*WHAT TO WORK ON:* Starting with the line containing "For the evaluation set, locate the dangling" and going on through the line containing "x=791 y=581", reproduce every line of the entries, requests included. Scale each answer coordinate by 0.55 and round it to a whole number, rounding halves up, but leave the requests and their sample points as they are.

*DATA SUPPLIED:*
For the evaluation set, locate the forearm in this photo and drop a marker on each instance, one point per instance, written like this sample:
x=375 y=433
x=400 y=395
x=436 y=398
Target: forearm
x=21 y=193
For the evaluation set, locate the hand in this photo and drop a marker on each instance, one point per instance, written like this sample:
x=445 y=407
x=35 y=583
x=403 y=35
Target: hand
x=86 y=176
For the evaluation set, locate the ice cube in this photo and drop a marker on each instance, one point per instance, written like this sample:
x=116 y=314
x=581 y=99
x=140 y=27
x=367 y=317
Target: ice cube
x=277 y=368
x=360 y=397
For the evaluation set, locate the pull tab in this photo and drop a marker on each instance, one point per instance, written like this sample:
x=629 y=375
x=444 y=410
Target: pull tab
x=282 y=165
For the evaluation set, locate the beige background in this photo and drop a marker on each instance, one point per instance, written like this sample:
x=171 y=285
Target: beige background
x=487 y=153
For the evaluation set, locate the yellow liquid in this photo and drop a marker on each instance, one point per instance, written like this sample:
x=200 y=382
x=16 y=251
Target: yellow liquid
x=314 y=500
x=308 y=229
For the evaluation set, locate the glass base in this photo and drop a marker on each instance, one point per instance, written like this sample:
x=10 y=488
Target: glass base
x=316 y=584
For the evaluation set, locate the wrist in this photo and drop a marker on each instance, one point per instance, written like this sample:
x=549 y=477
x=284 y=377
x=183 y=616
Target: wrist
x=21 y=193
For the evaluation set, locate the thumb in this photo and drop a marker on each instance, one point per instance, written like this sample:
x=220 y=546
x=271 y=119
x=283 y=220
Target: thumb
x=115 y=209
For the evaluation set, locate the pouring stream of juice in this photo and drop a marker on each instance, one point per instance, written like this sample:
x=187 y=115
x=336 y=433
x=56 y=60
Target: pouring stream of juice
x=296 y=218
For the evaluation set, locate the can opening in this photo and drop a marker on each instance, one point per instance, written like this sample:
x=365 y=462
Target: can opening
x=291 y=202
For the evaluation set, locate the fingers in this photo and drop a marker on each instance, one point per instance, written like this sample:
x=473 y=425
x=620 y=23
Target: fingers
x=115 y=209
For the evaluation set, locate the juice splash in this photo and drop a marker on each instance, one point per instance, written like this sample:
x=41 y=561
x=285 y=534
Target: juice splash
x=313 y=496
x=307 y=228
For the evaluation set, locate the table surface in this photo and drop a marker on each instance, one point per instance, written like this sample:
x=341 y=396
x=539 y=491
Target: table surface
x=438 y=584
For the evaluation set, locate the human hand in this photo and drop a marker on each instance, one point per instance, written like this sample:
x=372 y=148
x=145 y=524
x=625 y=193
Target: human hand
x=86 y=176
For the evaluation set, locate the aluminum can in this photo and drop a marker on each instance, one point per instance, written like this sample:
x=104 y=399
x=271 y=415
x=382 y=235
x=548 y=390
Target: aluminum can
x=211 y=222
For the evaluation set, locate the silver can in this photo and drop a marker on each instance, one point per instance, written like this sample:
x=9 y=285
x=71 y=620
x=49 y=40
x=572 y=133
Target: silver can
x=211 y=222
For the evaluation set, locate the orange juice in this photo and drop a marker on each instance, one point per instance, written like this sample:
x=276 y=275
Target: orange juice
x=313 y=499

==

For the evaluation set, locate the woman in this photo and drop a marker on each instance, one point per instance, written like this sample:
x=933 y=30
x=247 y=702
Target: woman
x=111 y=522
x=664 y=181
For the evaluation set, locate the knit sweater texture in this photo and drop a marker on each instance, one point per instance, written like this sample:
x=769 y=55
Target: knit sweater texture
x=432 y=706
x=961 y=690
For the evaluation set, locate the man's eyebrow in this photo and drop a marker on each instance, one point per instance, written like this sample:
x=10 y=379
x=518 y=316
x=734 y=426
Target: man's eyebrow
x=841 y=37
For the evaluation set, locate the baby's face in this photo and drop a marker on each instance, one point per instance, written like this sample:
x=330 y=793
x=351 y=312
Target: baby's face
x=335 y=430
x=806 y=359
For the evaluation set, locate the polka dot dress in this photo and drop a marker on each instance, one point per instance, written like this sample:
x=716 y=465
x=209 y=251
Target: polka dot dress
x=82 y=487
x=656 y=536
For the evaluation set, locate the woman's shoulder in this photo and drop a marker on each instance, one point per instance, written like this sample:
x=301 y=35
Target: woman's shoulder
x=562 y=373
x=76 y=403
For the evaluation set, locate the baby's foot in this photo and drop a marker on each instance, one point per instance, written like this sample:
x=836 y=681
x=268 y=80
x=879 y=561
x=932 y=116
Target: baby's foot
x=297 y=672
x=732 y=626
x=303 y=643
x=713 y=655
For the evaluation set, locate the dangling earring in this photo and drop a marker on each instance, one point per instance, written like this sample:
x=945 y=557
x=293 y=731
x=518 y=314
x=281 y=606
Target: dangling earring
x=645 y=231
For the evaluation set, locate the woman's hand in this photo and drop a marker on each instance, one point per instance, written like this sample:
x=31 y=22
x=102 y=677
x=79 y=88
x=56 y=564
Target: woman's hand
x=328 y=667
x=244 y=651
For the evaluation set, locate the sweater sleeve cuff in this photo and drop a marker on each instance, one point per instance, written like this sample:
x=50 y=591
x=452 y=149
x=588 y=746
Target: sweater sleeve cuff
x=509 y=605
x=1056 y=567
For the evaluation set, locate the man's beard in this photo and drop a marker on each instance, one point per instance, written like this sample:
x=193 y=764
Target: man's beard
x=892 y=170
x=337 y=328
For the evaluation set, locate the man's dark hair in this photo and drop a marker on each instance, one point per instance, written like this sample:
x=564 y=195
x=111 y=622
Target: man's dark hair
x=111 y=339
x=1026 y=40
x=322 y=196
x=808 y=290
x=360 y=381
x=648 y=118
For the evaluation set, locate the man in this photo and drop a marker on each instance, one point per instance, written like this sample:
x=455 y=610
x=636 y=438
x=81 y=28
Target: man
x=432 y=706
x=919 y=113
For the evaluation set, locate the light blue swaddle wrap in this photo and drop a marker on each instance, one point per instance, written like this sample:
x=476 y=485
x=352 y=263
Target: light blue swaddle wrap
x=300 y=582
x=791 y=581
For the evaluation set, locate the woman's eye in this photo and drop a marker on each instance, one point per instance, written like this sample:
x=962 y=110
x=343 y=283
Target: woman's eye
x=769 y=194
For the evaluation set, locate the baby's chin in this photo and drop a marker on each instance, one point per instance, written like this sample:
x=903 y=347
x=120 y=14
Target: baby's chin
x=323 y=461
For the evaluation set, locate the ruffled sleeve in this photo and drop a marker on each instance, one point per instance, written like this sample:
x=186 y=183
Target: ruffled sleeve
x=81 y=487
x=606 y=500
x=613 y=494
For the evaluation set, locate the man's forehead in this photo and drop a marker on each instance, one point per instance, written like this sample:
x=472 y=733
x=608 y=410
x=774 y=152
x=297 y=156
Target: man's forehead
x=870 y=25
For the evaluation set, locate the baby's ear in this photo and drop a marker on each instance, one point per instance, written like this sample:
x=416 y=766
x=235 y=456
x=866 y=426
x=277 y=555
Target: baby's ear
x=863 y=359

==

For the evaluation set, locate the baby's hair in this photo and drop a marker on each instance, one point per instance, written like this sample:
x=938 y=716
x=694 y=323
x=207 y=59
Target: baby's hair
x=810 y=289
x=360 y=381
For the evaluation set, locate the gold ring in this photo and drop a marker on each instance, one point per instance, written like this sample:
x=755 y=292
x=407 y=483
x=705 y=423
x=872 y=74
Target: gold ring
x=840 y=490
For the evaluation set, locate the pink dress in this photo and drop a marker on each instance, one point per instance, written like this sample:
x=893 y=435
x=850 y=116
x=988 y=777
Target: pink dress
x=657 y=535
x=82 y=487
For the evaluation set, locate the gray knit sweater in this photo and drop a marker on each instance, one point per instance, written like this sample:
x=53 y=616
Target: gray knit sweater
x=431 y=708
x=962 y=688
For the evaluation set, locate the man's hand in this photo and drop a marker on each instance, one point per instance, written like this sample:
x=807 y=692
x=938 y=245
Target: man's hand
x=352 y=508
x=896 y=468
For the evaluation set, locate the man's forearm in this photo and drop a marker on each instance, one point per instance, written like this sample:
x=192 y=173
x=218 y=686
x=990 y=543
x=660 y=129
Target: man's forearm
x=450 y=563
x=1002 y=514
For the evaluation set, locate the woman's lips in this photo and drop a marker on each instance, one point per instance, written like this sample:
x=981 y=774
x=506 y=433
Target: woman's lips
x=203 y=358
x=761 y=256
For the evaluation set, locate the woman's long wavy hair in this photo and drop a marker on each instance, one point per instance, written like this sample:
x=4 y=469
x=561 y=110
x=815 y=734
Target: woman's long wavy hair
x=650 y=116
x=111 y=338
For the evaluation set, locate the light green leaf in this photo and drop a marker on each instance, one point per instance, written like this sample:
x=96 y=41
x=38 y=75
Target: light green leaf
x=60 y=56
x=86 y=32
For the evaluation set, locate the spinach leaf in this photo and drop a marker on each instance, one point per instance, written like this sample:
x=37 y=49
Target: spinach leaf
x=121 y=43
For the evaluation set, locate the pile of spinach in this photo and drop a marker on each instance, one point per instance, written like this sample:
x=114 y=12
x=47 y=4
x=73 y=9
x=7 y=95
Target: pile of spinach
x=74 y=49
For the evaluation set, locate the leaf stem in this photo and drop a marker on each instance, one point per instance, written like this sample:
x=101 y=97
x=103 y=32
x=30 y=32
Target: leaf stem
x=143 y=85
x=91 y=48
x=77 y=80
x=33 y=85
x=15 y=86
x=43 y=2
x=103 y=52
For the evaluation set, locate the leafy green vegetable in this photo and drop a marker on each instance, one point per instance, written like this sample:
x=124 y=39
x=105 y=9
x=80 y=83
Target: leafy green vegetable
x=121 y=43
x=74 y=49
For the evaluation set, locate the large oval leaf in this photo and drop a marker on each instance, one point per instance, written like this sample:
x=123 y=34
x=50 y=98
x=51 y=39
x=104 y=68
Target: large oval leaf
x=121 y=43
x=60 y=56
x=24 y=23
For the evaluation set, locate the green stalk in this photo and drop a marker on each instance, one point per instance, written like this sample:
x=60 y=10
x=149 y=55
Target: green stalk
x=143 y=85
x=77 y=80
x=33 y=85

*TASK RESULT:*
For the evaluation set, locate the dangling earring in this photo and drop a marker on each instance, one point per instance, written like this sample:
x=945 y=557
x=293 y=731
x=518 y=314
x=281 y=606
Target: dangling earring
x=355 y=127
For the evaluation set, locate the woman's hand in this photo and drop a marker on each instance, one point per instance, written like this sample:
x=31 y=22
x=102 y=677
x=79 y=88
x=56 y=564
Target: woman's hand
x=180 y=367
x=134 y=358
For the evaluation set, locate the sweater sleeve cuff in this photo and drop a marker on each instance, one point per instance, written like this sample:
x=50 y=591
x=452 y=149
x=588 y=746
Target: sweater sleeve cuff
x=280 y=333
x=581 y=312
For the evaluation set, locate the man's beard in this photo and drop a marker on each instance, one point per instance, written like this sample:
x=193 y=764
Target: man's beard
x=491 y=94
x=185 y=180
For the evaluation set, locate the man's dark hair in this photo and drop a marker on each instance, one point per instance, written like this sample:
x=564 y=195
x=111 y=622
Target: man's dark hair
x=61 y=186
x=564 y=22
x=177 y=108
x=444 y=160
x=198 y=210
x=356 y=65
For the evaluation set, locate the man in this photo and drop a marker on each instance, one point per instance, written like this sample:
x=455 y=610
x=636 y=438
x=81 y=28
Target: man
x=238 y=388
x=505 y=62
For the evaluation set, locate the light blue swaddle wrap in this photo and drop a marker on each instance, one point per instance, written like this sample:
x=476 y=485
x=352 y=263
Target: light blue swaddle wrap
x=165 y=320
x=435 y=320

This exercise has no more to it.